ワイルド・ソウル という本の感想です。
こんにちは、2代目カズートです。
今日は
あ、前回言い忘れましたけどがっつりネタバレなんで読んでなくて読むつもりのあるかたはやめておいた方がいいです!笑
こんにちは、2代目カズートです。
今日は
垣根涼介 作
「ワイルド・ソウル」
の感想を書いていきたいと思います~
これは読んだのがちょっと前なので、細かいところまで覚えていないのですが、
鬼ほど感動したことだけは一生忘れないくらい感動しました。
美しい復讐譚と、そう感じました
まずは前編ですよ。
なんて、なんて辛いお話なんでしょう…
僕はなんとか衛藤一家は生き残るんじゃないかと思って読み進めていたのですが、
あっという間に死んでしまいました。2~3ページじゃないですかね…
アマゾンの奥地で、いかに人間が無力なのかを日本にいながら味わった気分です。
もし僕が彼らの生活を強いられたら、生きていけるだろうか…
全く自信がない。
けど、彼らのような人たちは現実に山のようにいたのです。
信じがたい事実。
家族を失った後の衛藤のブラジルでの生活も非常にリアリティがありました。
まともに食べられる職業は見つからず
砂金を集めては半殺しの目に会い、
そんななかエルレインという女性に出会い、衛藤が束の間の休息をとる場面がありましたが
体を売るエルレインに頼っているうちに、心が腐っていく自分に気がつく衛藤。
あの場面は印象的でした。
似たような立場のブラジル人達は、それでいいと思っている。
だけど衛藤は、例え回りが許そうとも、エルレインがそれを望んでたとしても、
衛藤自身がそれを許せなかった。
文字通り、死ぬほど厳しい未来が待ち受けていることを覚悟で、彼はエルレインのもとを離れました。
僕が彼の立場だったらそんなことができるだろうか。
これもまた、全く自信はない。
その後、ある町で衛藤が絶望にくれているときに、手をさしのべてくれたアラブ人の男。
名前は忘れましたが。
彼の言葉は僕の心を強く打ちました!
「俺も昔、死にそうなところを助けてもらったことがある。だからお前を助ける。そしてお前も、いつか誰かを助ける。そうやって、世界は回っている。」
間違いなくこの世の心理の1つでしょう。
もし子供が出来たら、この言葉を忘れない子どもになってほしい…
僕も忘れないようにしよう。
そして上巻のラストは、衛藤が因縁のクロノイテに戻る場面。
生存者は0かと思った衛藤達を襲う謎の子供が。
彼はなんと、いろいろと世話を焼いてくれた野口夫妻の忘れ形見、ケイイチでした。
ケイイチを養子とし、エルレインと結婚した衛藤。
後編は
それから15年ほど後まで時は進みます。
現代日本に、3人の男がいました。

データ抜粋:
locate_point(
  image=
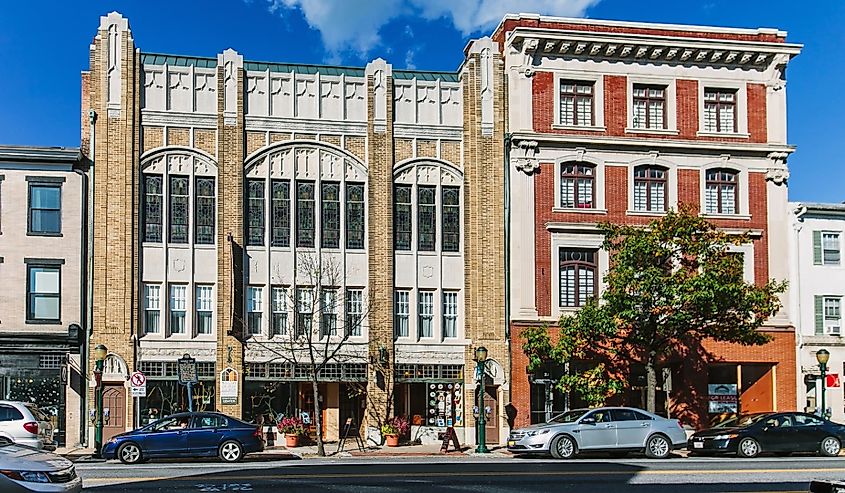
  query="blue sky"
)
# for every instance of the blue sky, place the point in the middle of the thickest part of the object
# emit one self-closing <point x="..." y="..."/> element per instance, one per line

作業指示:
(1) 「ワイルド・ソウル」の感想文から、「僕が彼の立場だったらそんなことができるだろうか。」という語句を含む箇所で始まり「間違いなくこの世の心理の1つでしょう。」で終わる部分を、一字も変えずに書き写してください。
(2) 「ワイルド・ソウル」の感想文によると、クロノイテで衛藤たちを襲った謎の子どもは誰でしたか。
(3) 「ワイルド・ソウル」の感想文の最後の文に続く部分を書いてください。

期待される出力:
(1)
僕が彼の立場だったらそんなことができるだろうか。
これもまた、全く自信はない。
その後、ある町で衛藤が絶望にくれているときに、手をさしのべてくれたアラブ人の男。
名前は忘れましたが。
彼の言葉は僕の心を強く打ちました!
「俺も昔、死にそうなところを助けてもらったことがある。だからお前を助ける。そしてお前も、いつか誰かを助ける。そうやって、世界は回っている。」
間違いなくこの世の心理の1つでしょう。

(2) 野口夫妻の忘れ形見であるケイイチでした。

(3)
ヤクの売人を取り仕切りつつ、表の顔は宝石アクセサリーショップの店長である、松尾
ビルの清掃業者で働く、なんの変哲もない初老の男、山本
そしてブラジルからの観光客、カルロス
彼らが巻き起こす事件を、準備段階から細かく描写しているにも関わらず、実行の時までその内容の全貌は明かさない巧みな文章でした。
これは驚きです。
また、犯行のための細かな設定や、会話が文字でかかれているのに、しっかり絵が想像できた。
そして、計画は二段階あるということがだんだん明るみになっていくが、1段階目の内容は想像できても、二段階目の想像はついぞつきませんでした。
犯行の内容を、読者が想像できるように書くのですが、絶対にその想像通りのものは書かない。凄いことです。
そして日本国内では誰も死ななかった。
あれほど憎んだ外務省相手に、
あれほど大がかりな犯行を起こしたのに。
そこに僕は彼らの美しさというか、そんなものを感じずにはいられませんでした。
あ、一人死にましたけどね、マリオ。
まあ彼は極悪人なのでよしとしましょう。
悲しいけど。
山本のオヤジの最後のところを読んでたとき、呼吸が止まってたと思います。
まさか、あの採金場での略奪は、山本のせいであったとは…
しかし僕は山本を責めれませんし、あの秘密を衛藤やカルロスが知ることがなくてよかったと思います。
だって、彼らが仮に知っていたとしても、山本を責めたり、恨みを感じたりなんてことはしないと思うから。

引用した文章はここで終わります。